### Исходный текст
▬▬▬▬▬▬▬▬▬▬

Пролив Мона, через который предстояло пройти в Карибское море, относительно широк — около 150 километров, и глубины в нем свыше 200 метров. Он соединяет две глубоководные впадины — Пуэрто-Риканскую — на севере (918 метров) и Венесуэльскую на юге (максимальная глубина — 5630 метров). Несмотря на 150-километровую ширину Моны, перекрыть пролив со стопроцентной гарантией не представляло особого труда, учитывая систему SOSUS.

К-240 предстояло форсировать пролив с довольно большой невязкой. Определить точно свое место к моменту прохода узкости — святая обязанность штурмана — не удалось. Дело в том, что астрономическая система определения по звездам «Волна» требует, естественно, звездного неба, а оно, как назло, было закрыто в Саргассовом море плотными облаками.

▬▬▬▬▬▬▬▬▬▬

### Задания
1. Ответьте на вопросы по тексту о проливе Мона.
(a) Какова примерная ширина пролива Мона?
(b) Какова максимальная глубина Венесуэльской впадины?
(c) Как называлась астрономическая система определения места по звездам?
2. Продолжите текст о проливе Мона с места, где он обрывается.

(Данные с координатной разметкой)
▬▬▬▬▬▬▬▬▬▬

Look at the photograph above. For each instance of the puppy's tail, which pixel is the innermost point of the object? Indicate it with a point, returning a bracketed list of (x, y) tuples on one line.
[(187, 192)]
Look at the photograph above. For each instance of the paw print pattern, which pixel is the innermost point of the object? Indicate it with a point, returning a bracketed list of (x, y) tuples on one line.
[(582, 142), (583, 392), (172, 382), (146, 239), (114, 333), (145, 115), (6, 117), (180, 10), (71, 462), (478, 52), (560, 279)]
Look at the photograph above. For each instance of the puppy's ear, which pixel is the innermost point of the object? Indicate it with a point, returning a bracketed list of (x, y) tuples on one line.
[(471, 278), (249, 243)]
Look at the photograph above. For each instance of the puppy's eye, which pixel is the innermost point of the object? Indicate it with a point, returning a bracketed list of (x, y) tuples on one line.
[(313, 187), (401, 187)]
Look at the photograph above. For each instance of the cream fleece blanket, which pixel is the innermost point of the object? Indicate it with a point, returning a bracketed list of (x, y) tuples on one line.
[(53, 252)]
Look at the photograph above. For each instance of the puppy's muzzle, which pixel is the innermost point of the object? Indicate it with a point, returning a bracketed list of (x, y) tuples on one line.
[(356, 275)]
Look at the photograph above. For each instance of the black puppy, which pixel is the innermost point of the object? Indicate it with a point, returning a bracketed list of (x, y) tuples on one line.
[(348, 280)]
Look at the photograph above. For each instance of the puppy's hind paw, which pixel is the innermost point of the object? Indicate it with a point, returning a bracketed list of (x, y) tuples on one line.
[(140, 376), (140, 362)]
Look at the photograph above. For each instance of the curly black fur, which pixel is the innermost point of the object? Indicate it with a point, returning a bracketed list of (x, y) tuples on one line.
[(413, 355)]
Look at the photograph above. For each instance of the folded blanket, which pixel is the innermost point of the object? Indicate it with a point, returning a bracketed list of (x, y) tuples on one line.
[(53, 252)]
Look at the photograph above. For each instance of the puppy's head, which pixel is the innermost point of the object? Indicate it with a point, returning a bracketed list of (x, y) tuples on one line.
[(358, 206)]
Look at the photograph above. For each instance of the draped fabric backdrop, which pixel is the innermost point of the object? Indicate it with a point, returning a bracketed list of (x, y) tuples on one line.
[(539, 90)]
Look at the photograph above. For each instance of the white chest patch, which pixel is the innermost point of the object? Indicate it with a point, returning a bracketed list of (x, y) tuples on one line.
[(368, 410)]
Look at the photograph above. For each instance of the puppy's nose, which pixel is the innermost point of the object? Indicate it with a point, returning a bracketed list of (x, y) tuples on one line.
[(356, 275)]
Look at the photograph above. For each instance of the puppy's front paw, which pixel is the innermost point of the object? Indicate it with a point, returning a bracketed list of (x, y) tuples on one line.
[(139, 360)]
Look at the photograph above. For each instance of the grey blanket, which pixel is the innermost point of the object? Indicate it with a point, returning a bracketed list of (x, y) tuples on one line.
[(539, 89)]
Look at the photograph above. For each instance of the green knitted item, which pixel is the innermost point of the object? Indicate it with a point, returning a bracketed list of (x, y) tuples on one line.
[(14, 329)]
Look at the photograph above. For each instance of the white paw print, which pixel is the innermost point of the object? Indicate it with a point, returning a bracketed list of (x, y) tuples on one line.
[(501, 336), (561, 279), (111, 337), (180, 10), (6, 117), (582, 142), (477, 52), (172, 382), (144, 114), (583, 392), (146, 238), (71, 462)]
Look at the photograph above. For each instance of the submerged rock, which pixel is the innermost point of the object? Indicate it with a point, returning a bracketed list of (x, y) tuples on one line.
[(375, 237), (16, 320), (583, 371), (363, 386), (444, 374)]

▬▬▬▬▬▬▬▬▬▬

### Ответы по порядку
1.
(a) Около 150 километров.
(b) 5630 метров.
(c) «Волна».

2.
— Шли, в основном, по счислению, поэтому невязка у нас была равна едва ли не ширине пролива, — вспоминает Стоянов. — Тем не менее надо было идти в Мону, несмотря на такую погрешность в определении места. Определяться другими методами означало для нас потерю скрытности. Слава Богу, больше благодарить некого, мы благополучно вошли в Карибское море, где нас поджидала целая поисковая армада, в 112 вымпелов. Но они ждали, что мы пойдем обычной для подводного форсирования проливов скоростью, 6–8 узлов. А я приказал развить ход до 16 узлов. Риск, конечно, был. Но зато удалось ввести встречающих в заблуждение. После пролива Моны я отвернул в сторону Малых Антильских островов и сбросил ход до 2 узлов. Все шумящие агрегаты вырубили, режим «полная тишина» и вот так вот на глубине 120 метров уходили от преследователей. Я считаю, что форсировать пролив нам удалось без потери скрытности. Экипаж действовал, как единый организм Как на себя самого, я мог положиться на своего старпома, капитана 2-го ранга Льва Сергадеева.

Слон в посудной лавке, верблюд сквозь игольное ушко, шило в мешке… Можно припомнить множество поговорок, которые весьма точно определяют то, что пришлось сделать капитану 1-го ранга Валерию Стоянову: провести «термоядерный исполин», как в шутку называют моряки подводные ракетоносцы стратегического назначения, в игольное ушко одного из проливов Карибского моря.

К-240 провела в Карибском море больше месяца — сорок суток. Карибское море как бы окаймлено глубокими впадинами — Венесуэльской, Колумбийской, Юкатанской, за исключением его западной части, где довольно много рифовых островов. Советский атомоход двигался по окружности Карибского моря, по самой кромке территориальных вод, расположенных на его берегах государств.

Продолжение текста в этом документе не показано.